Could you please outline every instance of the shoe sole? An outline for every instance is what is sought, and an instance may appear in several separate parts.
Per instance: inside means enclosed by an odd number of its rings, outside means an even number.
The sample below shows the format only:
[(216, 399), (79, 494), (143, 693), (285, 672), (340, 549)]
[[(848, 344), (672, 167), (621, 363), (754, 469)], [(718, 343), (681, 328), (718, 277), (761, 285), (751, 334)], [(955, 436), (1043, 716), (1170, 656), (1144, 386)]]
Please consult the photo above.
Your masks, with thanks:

## What is expected:
Please reproduce the items word for word, from their first line up to and including the line containing "The sample below".

## Response:
Could you please outline every instance of the shoe sole? An outline for every instance is what is sought, and an instance may appear in several separate parts.
Per instance: inside means enclosed by an odd number of its rings, outside means an even number.
The sample below shows the format only:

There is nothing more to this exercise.